** Aim of the task **
Output each entry exactly; skip nothing.

** Material for this exercise **
>>>

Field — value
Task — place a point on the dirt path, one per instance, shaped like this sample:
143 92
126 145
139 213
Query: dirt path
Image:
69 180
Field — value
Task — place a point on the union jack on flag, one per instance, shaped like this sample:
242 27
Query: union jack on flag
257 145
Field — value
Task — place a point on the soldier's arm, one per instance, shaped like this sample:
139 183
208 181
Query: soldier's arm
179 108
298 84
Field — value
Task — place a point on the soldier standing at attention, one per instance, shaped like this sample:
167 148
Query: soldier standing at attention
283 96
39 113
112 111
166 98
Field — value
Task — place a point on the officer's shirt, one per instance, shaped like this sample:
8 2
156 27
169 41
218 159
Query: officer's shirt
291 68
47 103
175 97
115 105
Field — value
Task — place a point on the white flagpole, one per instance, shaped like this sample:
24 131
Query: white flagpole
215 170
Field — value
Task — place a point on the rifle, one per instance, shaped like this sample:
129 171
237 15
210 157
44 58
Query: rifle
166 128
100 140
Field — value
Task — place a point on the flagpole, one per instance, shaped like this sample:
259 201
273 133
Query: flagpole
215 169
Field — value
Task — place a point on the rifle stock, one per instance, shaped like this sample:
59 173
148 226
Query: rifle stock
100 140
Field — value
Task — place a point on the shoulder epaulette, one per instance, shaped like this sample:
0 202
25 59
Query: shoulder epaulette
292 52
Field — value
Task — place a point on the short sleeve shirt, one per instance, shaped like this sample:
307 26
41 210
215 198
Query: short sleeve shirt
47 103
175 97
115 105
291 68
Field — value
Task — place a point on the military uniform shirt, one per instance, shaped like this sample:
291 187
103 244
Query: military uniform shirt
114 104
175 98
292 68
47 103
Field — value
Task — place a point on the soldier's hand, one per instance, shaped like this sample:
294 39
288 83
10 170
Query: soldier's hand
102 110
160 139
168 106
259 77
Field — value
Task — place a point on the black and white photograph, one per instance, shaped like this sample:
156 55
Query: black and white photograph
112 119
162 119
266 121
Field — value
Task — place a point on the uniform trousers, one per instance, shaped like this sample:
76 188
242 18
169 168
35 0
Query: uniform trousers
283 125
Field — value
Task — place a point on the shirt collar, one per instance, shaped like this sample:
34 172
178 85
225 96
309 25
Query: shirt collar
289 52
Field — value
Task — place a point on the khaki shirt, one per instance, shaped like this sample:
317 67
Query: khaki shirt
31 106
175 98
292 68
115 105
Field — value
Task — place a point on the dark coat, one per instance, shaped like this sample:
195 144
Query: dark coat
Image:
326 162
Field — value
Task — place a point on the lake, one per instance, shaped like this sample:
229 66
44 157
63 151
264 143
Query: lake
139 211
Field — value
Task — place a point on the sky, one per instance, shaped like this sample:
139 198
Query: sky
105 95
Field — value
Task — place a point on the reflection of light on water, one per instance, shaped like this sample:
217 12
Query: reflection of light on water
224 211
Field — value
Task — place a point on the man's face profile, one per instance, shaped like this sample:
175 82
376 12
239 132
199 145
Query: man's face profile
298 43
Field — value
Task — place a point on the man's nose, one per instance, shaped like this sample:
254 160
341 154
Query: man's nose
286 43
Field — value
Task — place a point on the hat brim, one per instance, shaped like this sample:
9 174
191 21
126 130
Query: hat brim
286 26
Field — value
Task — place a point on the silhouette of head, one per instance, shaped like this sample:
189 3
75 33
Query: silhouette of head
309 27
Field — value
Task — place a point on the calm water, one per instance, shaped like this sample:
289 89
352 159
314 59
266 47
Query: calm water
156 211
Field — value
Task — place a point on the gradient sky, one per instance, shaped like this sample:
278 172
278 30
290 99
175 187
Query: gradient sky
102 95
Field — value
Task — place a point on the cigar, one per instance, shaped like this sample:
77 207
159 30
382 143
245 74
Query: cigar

<<<

** Correct answer **
Field — value
Task — place a point on the dirt path, one per instance, shaped like this sample:
143 92
126 145
139 213
Query: dirt path
Image:
69 180
Field — value
Task — place a point on the union jack on flag, one per instance, shaped like this sample:
242 27
Query: union jack on flag
257 145
Field — value
Task — place a point on the soldier's arm, one per instance, shaped like this sample:
139 183
208 181
Query: soldier's arm
179 108
298 84
Field — value
Task — place a point on the soldier standing at attention, one per instance, shaped like this sample:
167 148
Query: soldier standing at attention
283 96
39 113
112 111
166 98
Field — value
Task — place a point on the officer's shirt, one per instance, shaped like this sample:
8 2
156 27
169 41
218 159
Query: officer's shirt
291 68
47 103
175 97
115 105
Field — value
Task — place a point on the white flagpole, one per instance, shaped like this sample:
24 131
Query: white flagpole
215 170
Field — value
Task — place a point on the rifle, one per instance, shaped like this sample:
129 171
237 15
210 157
44 58
Query: rifle
166 128
100 140
Field — value
Task — place a point on the flagpole, one per instance, shaped like this sample:
259 201
273 133
Query: flagpole
215 169
Field — value
Task — place a point on the rifle stock, one per instance, shaped like this sample:
59 173
148 226
Query: rifle stock
100 140
Field — value
Task — place a point on the shoulder epaulette, one per instance, shaped like this sample:
0 202
25 59
Query: shoulder epaulette
292 52
Field — value
Task — place a point on the short sleeve shirt, one per instance, shaped like this sample:
307 26
41 210
215 198
Query: short sleeve shirt
47 103
175 97
115 105
291 68
Field — value
Task — place a point on the military uniform shirt, one per instance, shaped like this sample:
291 187
103 244
Query: military uniform shirt
114 104
175 98
292 68
47 103
Field — value
Task — place a point on the soldier's hand, one per instance, shaped like this sample:
294 39
288 83
10 170
Query: soldier's hand
102 110
160 139
168 106
259 77
Field — value
Task — place a point on the black and white photograph, one per instance, shaped like this sample:
156 55
Query: black and white photograph
112 119
162 119
266 121
Field — value
Task — place a point on the uniform trousers, one per instance, shaped like this sample:
76 188
242 18
169 168
35 0
Query: uniform trousers
283 125
Field — value
Task — place a point on the shirt collar, one per instance, shaped like this sample:
34 172
178 85
225 96
309 25
Query: shirt collar
289 52
Field — value
Task — place a point on the khaki shirt, one per instance, shaped like this sample:
317 67
Query: khaki shirt
31 106
175 98
292 68
115 105
Field — value
Task — place a point on the dark coat, one per instance, shaped like this sample:
195 144
Query: dark coat
Image:
326 162
Field — value
Task — place a point on the lake, one per instance, shaped like this sample:
229 66
44 157
63 151
264 143
Query: lake
139 211
Field — value
Task — place a point on the sky, one per instance, shaped like this sample:
139 198
Query: sky
105 95
Field — value
Task — place a point on the reflection of light on water, one per instance, shaped like this sample:
217 12
Query: reflection of light on water
224 211
Field — value
Task — place a point on the man's face profile, one per instance, shaped like this sample:
175 82
376 12
239 132
199 145
Query: man's face profile
298 43
Field — value
Task — place a point on the man's nose, one per instance, shaped like this sample:
254 160
341 154
Query: man's nose
286 43
Field — value
Task — place a point on the hat brim, one per instance, shaped like this sample:
9 174
191 21
126 130
Query: hat brim
286 26
Field — value
Task — place a point on the silhouette of head, one per instance, shaped like this sample:
189 3
75 33
Query: silhouette of head
309 27
Field — value
Task — place a point on the calm water, one per instance, shaped like this sample:
289 89
352 159
314 59
266 47
Query: calm water
156 211
Field — value
Task — place a point on the gradient sky, one per instance, shaped like this sample:
278 172
278 30
290 99
175 187
Query: gradient sky
102 95
Field — value
Task — place a point on the cigar, one per instance, shaped like this sample:
77 207
159 30
382 143
245 74
Query: cigar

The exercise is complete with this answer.